■ EXERCISE DIRECTIONS
Copy the part of the blog post below about the writing contest word for word, from "The Biggest Looser" to "a good thing.".

■ EXTRACT
Saturday, May 1, 2010

The Biggest Looser VS First Place Winner

This post was published on my personal blog on Wednesday. I hope you don't mind me sharing it with you. I apologize if you've already seen it, but I thought it might be helpful to those who may be struggling with their writing.

Two years ago I entered the First Chapter Contest at LDStorymakers Writers Conference with an LDS romance novel, Forever In My Heart. At the time I thought it a great story and felt my writing skills were advanced enough that I just might have a chance to place in the contest. Boy was I ever wrong. Not only did I not place, but the comments I received from one of the judges (forever known as Judge #10) were harsh and hurtful. I wanted to give up, even considered leaving the conference early, but instead sat in my room and cried my eyes out for an hour. Self pity is NOT a good thing.

When I got home from the conference I discovered that several other members of Author's Incognito had similar comments from the same judge so we decided to have a contest to see who had the worst comments. We thought it might take some of the sting away if we made something positive out of it and tried to laugh about it. Well, I won the contest with this comment:

The new complication at the end of the chapter might keep me reading, but only if I managed to get that far in the first place.

■ EXCERPTED DATA
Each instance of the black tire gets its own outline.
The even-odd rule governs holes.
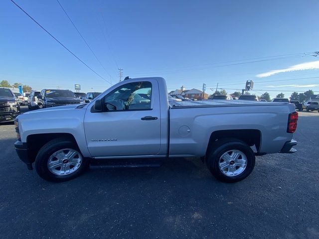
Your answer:
[[[207,154],[206,164],[211,174],[217,179],[227,183],[235,183],[248,177],[255,167],[255,154],[249,146],[244,142],[235,138],[221,139],[214,142],[216,144]],[[227,176],[219,169],[219,162],[221,156],[226,152],[237,150],[244,153],[247,158],[245,169],[236,176]]]
[[[70,174],[54,174],[48,168],[48,160],[54,152],[64,148],[70,148],[77,151],[82,156],[82,162],[79,168]],[[34,166],[36,172],[43,179],[50,182],[63,182],[74,178],[82,173],[87,168],[88,163],[88,159],[83,157],[76,144],[69,139],[58,138],[49,141],[41,148],[35,158]]]

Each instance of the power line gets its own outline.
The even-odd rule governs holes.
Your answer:
[[[35,22],[40,27],[41,27],[44,31],[45,31],[47,33],[48,33],[49,35],[50,35],[50,36],[51,36],[51,37],[52,37],[52,38],[53,38],[54,40],[55,40],[56,41],[58,42],[58,43],[59,44],[60,44],[60,45],[61,45],[62,46],[63,46],[67,51],[68,51],[69,52],[70,52],[72,55],[73,55],[73,56],[74,56],[76,59],[77,59],[78,60],[79,60],[81,62],[82,62],[85,66],[86,66],[88,68],[89,68],[90,70],[91,70],[93,72],[94,72],[94,73],[95,73],[98,76],[99,76],[100,78],[103,79],[104,80],[105,80],[105,81],[106,81],[107,82],[110,83],[110,82],[107,81],[107,80],[106,80],[105,79],[104,79],[103,77],[102,77],[101,75],[100,75],[97,72],[96,72],[95,71],[94,71],[94,70],[93,70],[93,69],[92,69],[91,67],[90,67],[88,65],[87,65],[86,64],[85,64],[85,63],[84,63],[84,62],[83,61],[82,61],[82,60],[81,60],[79,57],[78,57],[77,56],[76,56],[76,55],[75,55],[75,54],[74,53],[73,53],[72,51],[71,51],[70,50],[69,50],[69,49],[65,46],[64,45],[63,45],[60,41],[59,41],[57,39],[56,39],[55,37],[54,37],[50,32],[49,32],[45,28],[44,28],[44,27],[43,27],[43,26],[42,26],[40,23],[39,23],[37,21],[36,21],[32,16],[31,16],[30,15],[29,15],[27,12],[26,12],[24,10],[23,10],[19,5],[18,5],[17,4],[16,4],[14,1],[13,1],[13,0],[10,0],[11,1],[12,1],[14,5],[15,5],[16,6],[17,6],[19,8],[20,8],[20,9],[21,9],[21,10],[22,10],[24,13],[25,13],[25,14],[28,16],[29,17],[30,17],[34,22]]]
[[[225,66],[234,66],[234,65],[242,65],[242,64],[249,64],[249,63],[256,63],[256,62],[264,62],[264,61],[272,61],[272,60],[281,60],[281,59],[290,59],[290,58],[299,58],[299,57],[306,57],[306,56],[315,56],[316,54],[317,54],[317,52],[306,52],[305,53],[298,53],[298,54],[296,54],[294,55],[286,55],[286,56],[284,56],[284,57],[276,57],[276,58],[274,58],[273,57],[271,59],[264,59],[263,60],[255,60],[255,61],[245,61],[244,62],[237,62],[236,63],[232,63],[232,64],[224,64],[224,65],[217,65],[217,66],[210,66],[210,67],[200,67],[200,68],[193,68],[193,69],[181,69],[180,70],[172,70],[172,71],[158,71],[158,72],[149,72],[148,73],[142,73],[142,75],[150,75],[150,74],[172,74],[172,73],[179,73],[179,72],[189,72],[189,71],[197,71],[197,70],[204,70],[204,69],[210,69],[210,68],[218,68],[218,67],[225,67]],[[266,57],[266,58],[270,58],[271,57]],[[252,59],[260,59],[260,58],[252,58]],[[231,63],[231,62],[238,62],[238,61],[246,61],[246,60],[238,60],[238,61],[229,61],[229,62],[224,62],[223,63]],[[222,62],[220,62],[220,63],[211,63],[211,64],[205,64],[205,65],[198,65],[198,66],[207,66],[207,65],[217,65],[219,64],[222,64]],[[186,67],[180,67],[180,68],[186,68]],[[178,68],[166,68],[167,69],[178,69]],[[165,69],[163,69],[164,70],[165,70]],[[143,72],[145,72],[145,71],[143,71]],[[128,72],[128,73],[131,73],[130,72]],[[134,72],[132,72],[134,73]],[[138,74],[138,72],[135,72],[135,74]],[[141,75],[141,74],[140,74],[140,75]]]
[[[69,18],[69,20],[70,20],[70,21],[71,21],[71,23],[72,23],[72,24],[73,25],[73,26],[74,27],[74,28],[76,29],[77,31],[78,32],[78,33],[79,33],[79,34],[80,35],[80,36],[81,36],[81,37],[82,38],[82,40],[84,41],[84,42],[85,42],[85,44],[86,44],[86,45],[87,46],[87,47],[89,48],[89,49],[90,49],[90,50],[91,51],[91,52],[92,53],[92,54],[94,55],[94,56],[95,57],[95,58],[96,58],[96,59],[97,60],[97,61],[99,62],[99,63],[100,63],[100,65],[101,65],[101,66],[103,67],[103,68],[104,69],[104,70],[105,71],[105,72],[106,72],[106,73],[109,75],[109,76],[111,76],[111,75],[110,75],[110,73],[109,73],[109,72],[108,72],[108,71],[106,70],[106,69],[105,69],[105,67],[104,67],[104,66],[102,65],[102,63],[101,62],[101,61],[100,61],[100,60],[99,59],[99,58],[98,58],[98,57],[96,56],[96,55],[95,55],[95,53],[94,53],[94,52],[93,52],[93,50],[92,49],[92,48],[90,47],[90,46],[89,45],[89,44],[87,43],[87,42],[85,40],[85,39],[84,39],[84,38],[83,37],[83,36],[82,36],[82,34],[81,34],[81,32],[80,32],[80,31],[79,31],[79,29],[77,28],[77,27],[76,27],[76,26],[75,26],[75,25],[74,24],[74,23],[73,23],[73,21],[71,19],[71,18],[70,18],[70,16],[69,16],[69,15],[68,15],[68,13],[66,13],[66,11],[65,11],[65,10],[64,9],[64,8],[63,8],[63,7],[62,6],[62,5],[61,4],[61,3],[60,3],[60,2],[59,1],[59,0],[56,0],[56,1],[58,2],[58,3],[59,3],[59,5],[60,5],[60,6],[61,6],[61,8],[62,8],[62,9],[63,10],[63,11],[64,12],[64,13],[65,13],[65,15],[66,15],[66,16],[68,17],[68,18]]]
[[[122,81],[122,77],[123,76],[123,69],[119,68],[118,69],[118,70],[119,70],[119,73],[120,76],[120,82],[121,82]]]
[[[105,23],[105,20],[104,20],[104,17],[103,16],[103,15],[102,13],[102,12],[101,12],[101,15],[102,16],[102,19],[103,20],[103,22],[104,24],[104,27],[105,27],[105,29],[106,31],[107,31],[107,27],[106,26],[106,23]],[[104,36],[104,39],[105,40],[105,42],[106,42],[106,44],[109,47],[109,49],[110,49],[110,52],[111,52],[111,54],[112,56],[112,59],[114,61],[114,62],[115,63],[115,65],[116,65],[116,67],[118,68],[119,66],[118,65],[118,63],[116,61],[116,57],[115,57],[114,55],[113,55],[113,51],[111,49],[112,47],[111,47],[111,44],[109,43],[109,41],[108,41],[107,37],[105,36],[105,34],[104,34],[104,32],[103,30],[102,31],[102,33],[103,34],[103,36]]]
[[[305,77],[305,78],[294,78],[294,79],[286,79],[285,80],[273,80],[273,81],[257,81],[257,82],[255,82],[254,84],[256,84],[257,83],[268,83],[268,82],[281,82],[281,81],[295,81],[295,80],[307,80],[307,79],[318,79],[319,78],[319,77]],[[236,84],[227,84],[227,85],[219,85],[219,86],[237,86],[237,85],[244,85],[245,84],[244,83],[236,83]],[[206,87],[215,87],[215,86],[214,85],[207,85]],[[190,88],[200,88],[201,87],[201,86],[190,86],[189,87]],[[174,89],[176,87],[171,87],[171,88],[168,88],[168,89]]]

■ OUTPUT FOR THIS TASK
The Biggest Looser VS First Place Winner

This post was published on my personal blog on Wednesday. I hope you don't mind me sharing it with you. I apologize if you've already seen it, but I thought it might be helpful to those who may be struggling with their writing.

Two years ago I entered the First Chapter Contest at LDStorymakers Writers Conference with an LDS romance novel, Forever In My Heart. At the time I thought it a great story and felt my writing skills were advanced enough that I just might have a chance to place in the contest. Boy was I ever wrong. Not only did I not place, but the comments I received from one of the judges (forever known as Judge #10) were harsh and hurtful. I wanted to give up, even considered leaving the conference early, but instead sat in my room and cried my eyes out for an hour. Self pity is NOT a good thing.